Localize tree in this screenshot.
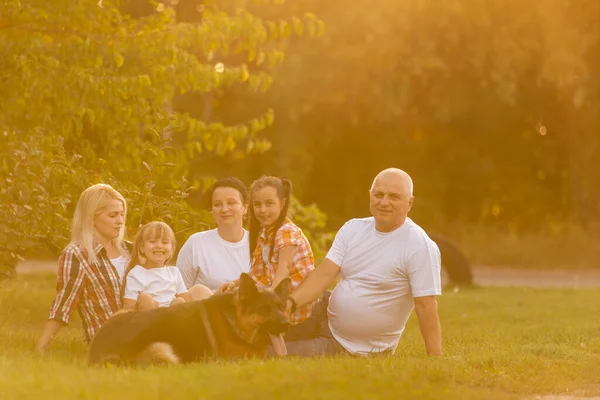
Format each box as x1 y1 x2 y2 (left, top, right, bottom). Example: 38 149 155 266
0 0 326 276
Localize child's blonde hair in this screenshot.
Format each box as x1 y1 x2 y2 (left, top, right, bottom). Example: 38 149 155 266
71 183 127 264
121 221 177 298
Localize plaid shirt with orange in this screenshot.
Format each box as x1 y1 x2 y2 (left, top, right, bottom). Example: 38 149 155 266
250 218 318 326
48 243 121 343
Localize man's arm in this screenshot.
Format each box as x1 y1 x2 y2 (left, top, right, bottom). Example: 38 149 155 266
287 258 340 311
414 296 442 356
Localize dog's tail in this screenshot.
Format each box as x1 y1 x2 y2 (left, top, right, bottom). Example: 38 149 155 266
89 342 181 365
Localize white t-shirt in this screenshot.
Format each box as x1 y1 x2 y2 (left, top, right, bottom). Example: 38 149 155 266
123 265 187 307
176 229 250 291
110 256 129 281
327 217 442 355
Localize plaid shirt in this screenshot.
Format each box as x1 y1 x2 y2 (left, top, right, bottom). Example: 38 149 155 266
250 218 318 325
49 243 121 343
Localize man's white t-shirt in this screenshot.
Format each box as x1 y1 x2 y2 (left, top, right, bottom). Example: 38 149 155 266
176 229 250 291
327 217 442 355
123 265 187 307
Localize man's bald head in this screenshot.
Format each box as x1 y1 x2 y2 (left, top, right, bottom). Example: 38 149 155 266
371 168 413 196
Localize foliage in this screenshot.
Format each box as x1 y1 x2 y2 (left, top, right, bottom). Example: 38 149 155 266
216 0 600 241
0 0 326 274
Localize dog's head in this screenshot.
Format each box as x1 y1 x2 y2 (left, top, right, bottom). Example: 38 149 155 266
236 273 292 355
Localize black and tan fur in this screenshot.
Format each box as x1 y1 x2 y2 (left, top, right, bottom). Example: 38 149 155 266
89 274 291 364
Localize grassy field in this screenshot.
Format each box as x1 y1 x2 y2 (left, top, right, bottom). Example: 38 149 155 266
0 273 600 400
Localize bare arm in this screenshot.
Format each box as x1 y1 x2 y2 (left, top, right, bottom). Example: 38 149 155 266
123 299 137 310
271 246 296 288
35 319 62 354
288 258 340 308
414 296 442 356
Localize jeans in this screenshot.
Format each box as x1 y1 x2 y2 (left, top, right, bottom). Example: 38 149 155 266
267 291 348 357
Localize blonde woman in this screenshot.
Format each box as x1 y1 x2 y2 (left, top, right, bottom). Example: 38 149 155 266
36 184 129 353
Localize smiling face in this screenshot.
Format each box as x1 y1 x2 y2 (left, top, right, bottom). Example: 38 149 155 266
369 171 414 232
252 186 286 227
94 199 125 241
132 221 177 268
212 187 246 228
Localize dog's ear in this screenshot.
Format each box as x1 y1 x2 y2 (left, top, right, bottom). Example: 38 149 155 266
275 278 292 301
239 272 258 298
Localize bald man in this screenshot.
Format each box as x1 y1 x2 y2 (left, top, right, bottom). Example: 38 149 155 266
287 168 442 356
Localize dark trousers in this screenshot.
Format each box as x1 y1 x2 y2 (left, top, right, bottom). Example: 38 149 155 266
267 291 347 357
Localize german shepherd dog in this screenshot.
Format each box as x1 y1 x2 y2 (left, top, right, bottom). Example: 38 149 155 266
89 273 291 365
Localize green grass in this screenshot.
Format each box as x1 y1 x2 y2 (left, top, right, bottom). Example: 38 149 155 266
0 274 600 400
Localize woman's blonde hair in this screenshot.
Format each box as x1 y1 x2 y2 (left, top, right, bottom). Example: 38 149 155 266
71 183 127 263
121 221 177 298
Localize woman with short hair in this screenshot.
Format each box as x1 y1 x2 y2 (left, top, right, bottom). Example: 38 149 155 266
176 178 250 293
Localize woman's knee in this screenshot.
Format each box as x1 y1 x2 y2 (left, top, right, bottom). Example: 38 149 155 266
188 284 213 301
169 297 185 306
136 293 157 311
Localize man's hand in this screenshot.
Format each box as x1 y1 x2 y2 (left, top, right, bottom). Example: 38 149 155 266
284 296 296 320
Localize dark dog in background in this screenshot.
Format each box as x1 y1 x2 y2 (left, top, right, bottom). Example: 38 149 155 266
89 274 291 364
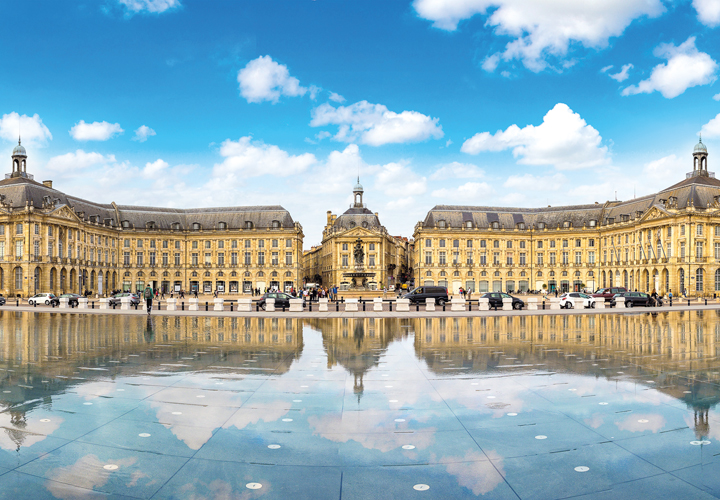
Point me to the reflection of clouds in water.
[308,411,436,453]
[615,413,666,434]
[442,450,505,495]
[45,455,137,500]
[223,401,290,429]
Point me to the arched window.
[695,268,705,292]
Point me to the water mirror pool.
[0,311,720,500]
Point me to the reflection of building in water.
[411,311,720,438]
[305,318,410,399]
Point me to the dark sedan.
[482,292,525,309]
[258,292,298,311]
[610,292,662,307]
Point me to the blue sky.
[0,0,720,248]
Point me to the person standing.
[143,285,153,314]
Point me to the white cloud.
[432,182,493,199]
[70,120,124,141]
[142,158,170,179]
[413,0,665,72]
[461,103,610,170]
[213,136,317,187]
[700,113,720,137]
[608,64,634,82]
[622,36,718,99]
[430,161,485,181]
[118,0,181,14]
[693,0,720,28]
[133,125,157,142]
[503,173,567,191]
[310,101,444,146]
[0,111,52,146]
[238,56,308,104]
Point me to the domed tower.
[353,176,365,208]
[693,136,708,177]
[10,137,27,177]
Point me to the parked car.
[58,293,82,307]
[560,292,595,309]
[592,286,627,302]
[108,292,140,306]
[610,292,662,307]
[258,292,298,311]
[402,286,448,306]
[28,293,60,306]
[482,292,525,309]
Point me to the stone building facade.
[303,179,410,290]
[0,141,304,297]
[413,140,720,296]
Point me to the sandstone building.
[0,141,304,297]
[413,140,720,296]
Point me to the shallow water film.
[0,311,720,500]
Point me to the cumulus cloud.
[693,0,720,28]
[70,120,124,141]
[133,125,157,142]
[503,173,567,191]
[0,111,52,146]
[622,36,718,99]
[310,101,444,146]
[430,161,485,181]
[461,103,610,170]
[413,0,665,72]
[432,182,493,199]
[213,136,317,185]
[118,0,181,14]
[238,56,308,104]
[608,64,634,82]
[700,113,720,137]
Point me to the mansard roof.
[0,177,295,230]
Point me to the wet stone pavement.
[0,311,720,500]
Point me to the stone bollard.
[450,296,465,311]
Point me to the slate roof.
[0,177,295,230]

__________

* [TO DO]: Can you reproduce every row above word for word, leaving out the pictures?

* [RESPONSE]:
Localize tree in this screenshot.
Format each box as x1 y1 x2 y2 (left, top, right, bottom). Example: 38 149 155 266
0 0 326 276
Localize child's blonde hair in this screenshot.
Format each box as x1 y1 x2 y2 (left, top, right, bottom). Example: 38 149 155 266
71 183 127 264
121 221 177 298
Localize plaid shirt with orange in this screenshot.
Format each box as x1 y1 x2 y2 (left, top, right, bottom). Example: 38 149 155 266
250 218 318 326
48 243 121 343
Localize man's arm in this screenshot.
Format each box as x1 y1 x2 y2 (left, top, right, bottom). Example: 38 149 155 266
287 258 340 311
414 296 442 356
Localize dog's tail in this screenshot.
Format each box as x1 y1 x2 y2 (left, top, right, bottom). Example: 38 149 155 266
89 342 181 365
Localize white t-shirt in this screenshot.
Format each box as x1 y1 x2 y2 (left, top, right, bottom). Example: 38 149 155 266
123 265 187 307
176 229 250 291
110 256 129 281
327 217 442 355
Localize plaid shirt in this screenshot.
Format each box as x1 y1 x2 y2 (left, top, right, bottom). Example: 38 149 155 266
250 218 318 325
49 243 121 343
Localize man's white t-shirt in this screenshot.
Format each box as x1 y1 x2 y2 (left, top, right, bottom). Example: 38 149 155 266
176 229 250 291
327 217 442 355
123 265 187 307
Localize man's bald head in this screenshot.
Format each box as x1 y1 x2 y2 (left, top, right, bottom). Example: 38 149 155 266
371 168 413 196
Localize foliage in this screenshot.
Format each box as x1 y1 x2 y2 (left, top, right, bottom). Example: 38 149 155 266
216 0 600 241
0 0 326 274
Localize dog's head in this screenshot.
Format each box as x1 y1 x2 y2 (left, top, right, bottom). Example: 38 149 155 266
236 273 292 355
Localize black and tan fur in this screenshot.
Format each box as x1 y1 x2 y2 (left, top, right, bottom). Example: 38 149 155 266
89 274 291 364
Localize grassy field in this screenshot.
Format each box as x1 y1 x2 y2 (left, top, right, bottom). Example: 38 149 155 266
0 273 600 400
Localize bare arm in this screenshot.
Format each box as x1 y1 x2 y2 (left, top, right, bottom). Example: 38 149 155 266
123 299 137 310
271 246 296 288
35 319 62 354
288 258 340 308
414 296 442 356
Localize jeans in this screenshot.
Format each box as x1 y1 x2 y2 (left, top, right, bottom). Example: 38 149 155 266
267 291 348 357
Localize blonde woman in this screenshot.
Format each box as x1 y1 x2 y2 (left, top, right, bottom). Example: 38 149 155 266
36 184 129 353
Localize smiling face in this screenshot.
Format each box as x1 y1 x2 y2 (left, top, right, bottom). Example: 38 149 155 266
369 171 414 232
252 186 286 227
94 199 125 241
132 221 177 268
212 187 246 228
Localize dog's ear in this screenshot.
Format each box as x1 y1 x2 y2 (left, top, right, bottom). Example: 38 149 155 266
275 278 292 301
239 272 258 298
Localize bald man in this screenshot.
Format each box as x1 y1 x2 y2 (left, top, right, bottom). Example: 38 149 155 266
287 168 442 356
Localize dark trousers in this screenshot.
Format each box as x1 y1 x2 y2 (left, top, right, bottom). Example: 38 149 155 266
267 291 347 357
Localize german shepherd dog in this screenshot.
Format each box as x1 y1 x2 y2 (left, top, right, bottom). Example: 38 149 155 266
89 273 291 365
Localize green grass in this screenshot.
Format each box as x1 y1 x2 y2 (left, top, right, bottom). Example: 38 149 155 266
0 274 600 400
Localize woman's blonde hair in this screenshot.
Format each box as x1 y1 x2 y2 (left, top, right, bottom). Example: 38 149 155 266
71 183 127 263
121 221 177 298
Localize woman with short hair in this screenshot.
Format each box as x1 y1 x2 y2 (left, top, right, bottom). Example: 38 149 155 266
176 178 250 293
Localize woman's knee in this screenshot.
Format each box as x1 y1 x2 y2 (left, top, right, bottom). Example: 38 149 155 266
188 284 213 301
169 297 185 306
136 293 157 311
Localize man's hand in this screenshot.
Format each box as x1 y1 x2 y2 (left, top, right, bottom). Example: 38 149 155 266
284 296 296 320
Localize dark dog in background in this screenshot.
Format each box as x1 y1 x2 y2 (left, top, right, bottom). Example: 38 149 155 266
89 274 291 364
Point me to the reflection of clouds in water.
[308,411,436,453]
[615,413,666,434]
[442,450,505,495]
[45,455,137,500]
[223,401,290,429]
Point me to the arched window.
[695,268,705,292]
Point me to the water mirror pool.
[0,311,720,500]
Point me to the reflection of building in water.
[411,311,720,438]
[305,318,410,399]
Point me to the dark sedan.
[482,292,525,309]
[258,292,298,311]
[610,292,662,307]
Point me to the blue sky.
[0,0,720,248]
Point me to the person standing.
[143,285,153,314]
Point me to the white cloud.
[432,182,493,199]
[70,120,124,141]
[142,158,170,179]
[413,0,665,72]
[461,103,610,170]
[213,136,317,187]
[700,113,720,137]
[608,64,634,82]
[622,36,718,99]
[430,161,485,181]
[118,0,181,14]
[693,0,720,28]
[133,125,157,142]
[503,173,567,191]
[310,101,444,146]
[0,111,52,146]
[238,56,308,104]
Point me to the domed tower.
[353,176,365,208]
[693,136,708,177]
[10,137,27,177]
Point me to the parked car.
[58,293,82,307]
[560,292,595,309]
[592,286,627,302]
[108,292,140,306]
[610,292,662,307]
[258,292,298,311]
[402,286,448,306]
[28,293,60,306]
[482,292,525,309]
Point me to the stone building facade.
[303,179,410,290]
[0,141,304,297]
[413,140,720,296]
Point me to the sandstone building.
[0,141,304,297]
[413,140,720,296]
Point me to the shallow water film.
[0,311,720,500]
Point me to the cumulus cloud.
[693,0,720,28]
[70,120,124,141]
[133,125,157,142]
[503,173,567,191]
[0,111,52,146]
[622,36,718,99]
[310,101,444,146]
[430,161,485,181]
[461,103,610,170]
[413,0,665,72]
[432,182,493,199]
[213,136,317,185]
[118,0,181,14]
[238,56,308,104]
[608,64,634,82]
[700,113,720,137]
Point me to the mansard roof.
[0,177,295,230]
Point me to the wet stone pavement.
[0,311,720,500]
Point me to the stone bollard.
[450,296,465,311]
Point me to the slate roof.
[0,177,295,230]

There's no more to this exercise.